* **Exercise prompt**
Copy the data that follows, character for character, minus the pictures.

==*==

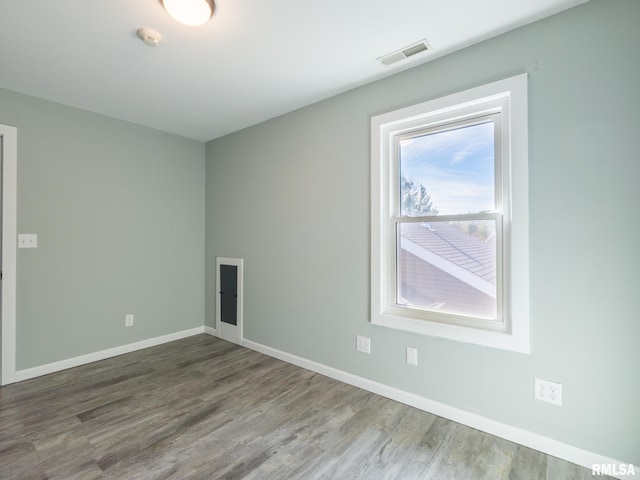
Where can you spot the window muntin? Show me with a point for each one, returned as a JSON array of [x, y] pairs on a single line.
[[497, 214]]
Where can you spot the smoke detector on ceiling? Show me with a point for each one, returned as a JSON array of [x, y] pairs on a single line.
[[406, 52], [150, 37]]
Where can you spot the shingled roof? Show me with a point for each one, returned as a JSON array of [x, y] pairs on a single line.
[[449, 245]]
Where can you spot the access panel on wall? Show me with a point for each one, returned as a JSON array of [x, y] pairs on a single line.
[[229, 278]]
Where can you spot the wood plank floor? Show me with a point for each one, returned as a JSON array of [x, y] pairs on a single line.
[[202, 408]]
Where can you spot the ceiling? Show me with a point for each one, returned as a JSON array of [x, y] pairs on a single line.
[[253, 60]]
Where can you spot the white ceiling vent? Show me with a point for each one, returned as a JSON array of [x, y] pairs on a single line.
[[406, 52]]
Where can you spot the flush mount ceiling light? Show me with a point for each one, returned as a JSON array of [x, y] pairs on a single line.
[[189, 12]]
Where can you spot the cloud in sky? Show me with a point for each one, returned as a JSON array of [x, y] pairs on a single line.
[[455, 166]]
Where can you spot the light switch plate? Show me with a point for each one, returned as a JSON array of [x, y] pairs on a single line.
[[27, 240]]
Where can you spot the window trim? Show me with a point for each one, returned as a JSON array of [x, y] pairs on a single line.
[[511, 93]]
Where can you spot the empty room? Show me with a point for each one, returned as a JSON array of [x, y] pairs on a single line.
[[320, 240]]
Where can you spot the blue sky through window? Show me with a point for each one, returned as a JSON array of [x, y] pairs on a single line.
[[455, 166]]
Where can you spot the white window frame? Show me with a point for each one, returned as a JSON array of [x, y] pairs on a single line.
[[508, 97]]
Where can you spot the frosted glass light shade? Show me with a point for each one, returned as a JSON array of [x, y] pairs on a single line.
[[189, 12]]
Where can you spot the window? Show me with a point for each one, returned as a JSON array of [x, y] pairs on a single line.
[[450, 217]]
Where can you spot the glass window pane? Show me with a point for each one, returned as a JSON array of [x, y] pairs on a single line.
[[449, 172], [449, 267]]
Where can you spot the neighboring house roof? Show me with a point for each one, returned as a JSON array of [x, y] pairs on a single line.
[[466, 257]]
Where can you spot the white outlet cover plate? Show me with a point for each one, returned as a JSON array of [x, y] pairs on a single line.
[[412, 356], [363, 344], [547, 391], [27, 240]]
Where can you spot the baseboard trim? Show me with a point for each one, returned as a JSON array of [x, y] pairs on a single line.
[[104, 354], [522, 437]]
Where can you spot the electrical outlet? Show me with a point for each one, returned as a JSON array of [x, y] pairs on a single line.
[[412, 356], [363, 344], [27, 240], [547, 391]]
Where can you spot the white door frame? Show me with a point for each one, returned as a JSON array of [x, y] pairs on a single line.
[[9, 137], [225, 331]]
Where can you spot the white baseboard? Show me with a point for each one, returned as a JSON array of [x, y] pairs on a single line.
[[103, 354], [523, 437]]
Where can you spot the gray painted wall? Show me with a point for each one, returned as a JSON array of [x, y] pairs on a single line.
[[119, 213], [291, 197]]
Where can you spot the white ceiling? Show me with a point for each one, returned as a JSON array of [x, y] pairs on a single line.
[[254, 60]]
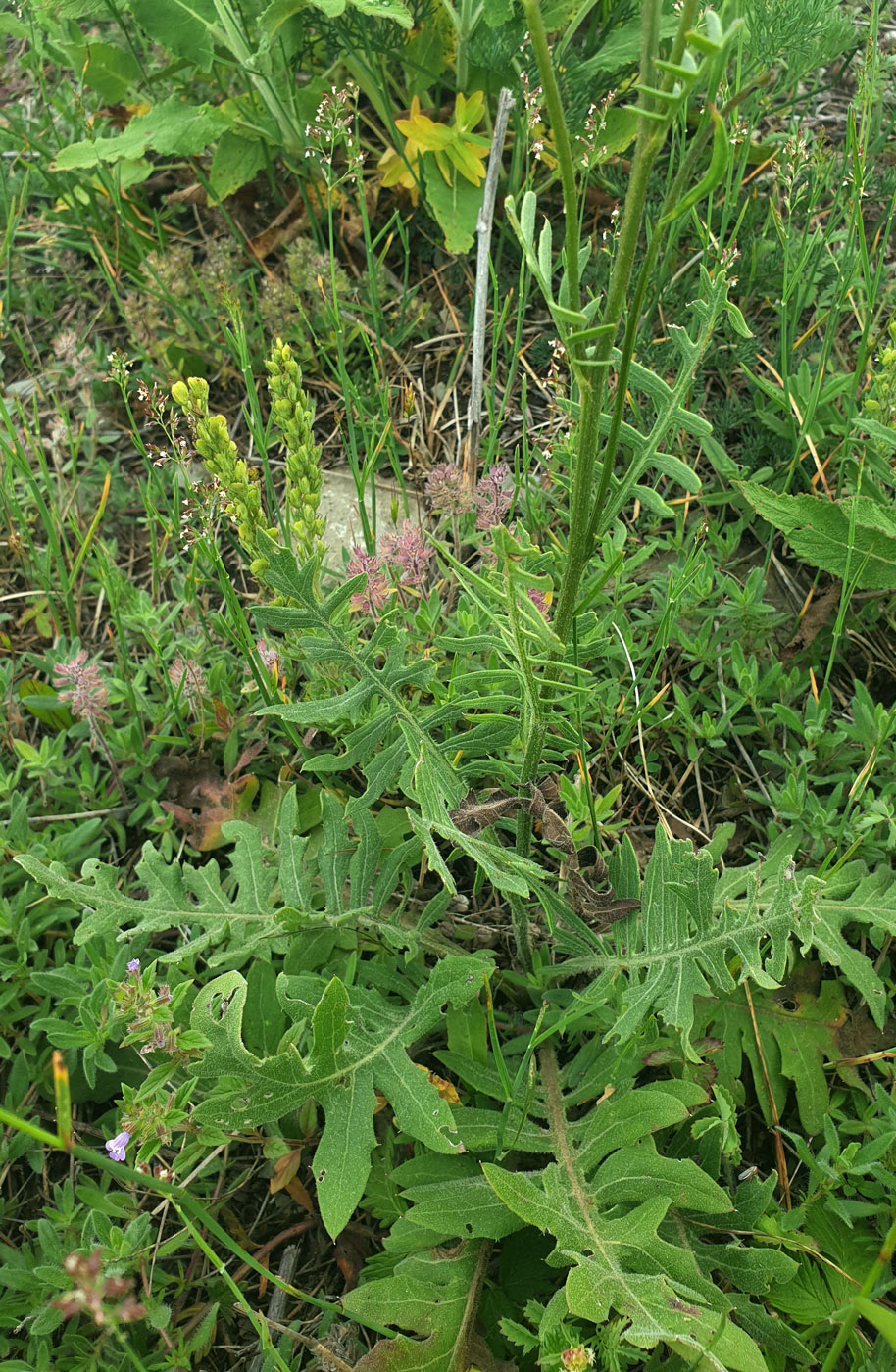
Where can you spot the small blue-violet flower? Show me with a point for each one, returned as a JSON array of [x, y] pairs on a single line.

==*==

* **Written response**
Where can you spot the window muntin? Show me with a point for each one, returned as a JSON array of [x, y] pairs on a single line.
[[497, 214]]
Where can you spot the smoke detector on ceiling? Show me with a point for each one, returned as a JSON array of [x, y] pairs on a single line.
[[406, 52], [150, 37]]
Where can you spot the shingled roof? Show me with a point for each one, returned as a JSON array of [x, y] pairs on a single line.
[[449, 245]]
Where can you spot the access panel on wall? Show me with a point for each one, returned as a JSON array of [x, y] pairs on a single line.
[[229, 278]]
Where can you spot the wood plank floor? Show me with a point for each one, returned as a JSON array of [x, y] pairs on a single line.
[[202, 408]]
Where can you spot the ceiling? Show me with a point for each one, returned as a JSON array of [x, y] pairs on a single line.
[[253, 60]]
Where can you spot the white ceiling vent? Show me with a point for each one, returned as a JSON array of [x, y] pairs on a single line.
[[406, 52]]
Where can you spot the flush mount ceiling light? Show me with a point for each one, returned as a JSON array of [x, y] pairs on a single line.
[[189, 12]]
Where can you spot the cloud in sky? Show me with a point for each one, returned as a JSON array of [x, y] pairs on a single line.
[[455, 166]]
Where can you spot the light switch plate? Show me with a point for each one, returned as a JSON array of [x, y] pairs on a single line.
[[27, 240]]
Where can you spot the window trim? Show me with a point for each one, returned as a JSON array of [x, y] pairs on a single line.
[[511, 93]]
Where can you spot the empty room? Show me with a point for each one, returned as a JSON array of [x, y] pairs on a single line.
[[320, 240]]
Where can you spot the blue sky through window? Show me with a point for each one, returned as a JSON array of [x, y] pairs on a single line.
[[455, 166]]
Where can you spot the white window frame? Show me with a point for each one, returned as a JSON array of [x, y] pairs on a single line.
[[508, 97]]
Where can you spot the frosted glass light shade? Show me with a point for each one, returned as a JSON array of [x, y] pairs on a single line.
[[189, 12]]
Where can you spot the window? Show me with a point for each one, returned as a JSON array of [x, y] pairs on a single line.
[[450, 217]]
Where can you spot the glass window pane? Show me with a point for each one, returned as a JSON array of [x, y] pairs on a single line.
[[449, 172], [449, 267]]
Where can you spot the neighboring house roof? Show me with a point for each one, returned as a JSON array of [x, y] pairs on a single line.
[[466, 257]]
Where can you spot the white outlet cover plate? Show me with a point for each one, returned as a JSON array of [x, y] pairs on a single line.
[[412, 356], [363, 344], [547, 391], [27, 240]]
Where can you spot the baseboard trim? Show me with a point for each one, returned as a JSON array of [x, y] pairs on a single line.
[[104, 354], [522, 437]]
Where can you spot the electrical outlet? Show me with a point for each one, returned as a JSON array of [x, y] pairs on a single line.
[[412, 356], [363, 344], [27, 240], [547, 391]]
Where can you spot the white door frame? Show me with a point for each one, returned as a JSON array of [x, y] pairs on a single line.
[[9, 137], [225, 331]]
Where can you spot the white baseboard? Show me with a point for each one, returned as a JSON array of [x, y] pairs on a single line.
[[103, 354], [523, 437]]
Where can you spot the gray painted wall? Show me with a point for each one, returned as a JSON array of [x, y] pairs on a single line.
[[119, 213], [291, 197]]
Where can you spot the white ceiling? Show me with a point for each one, returned as a JSON array of [x, y] pairs on a single line.
[[254, 60]]
Where can you spot the small blue-violet flower? Show me with a point for each one, returned as a JSON array of [x, y] pairs on a single line.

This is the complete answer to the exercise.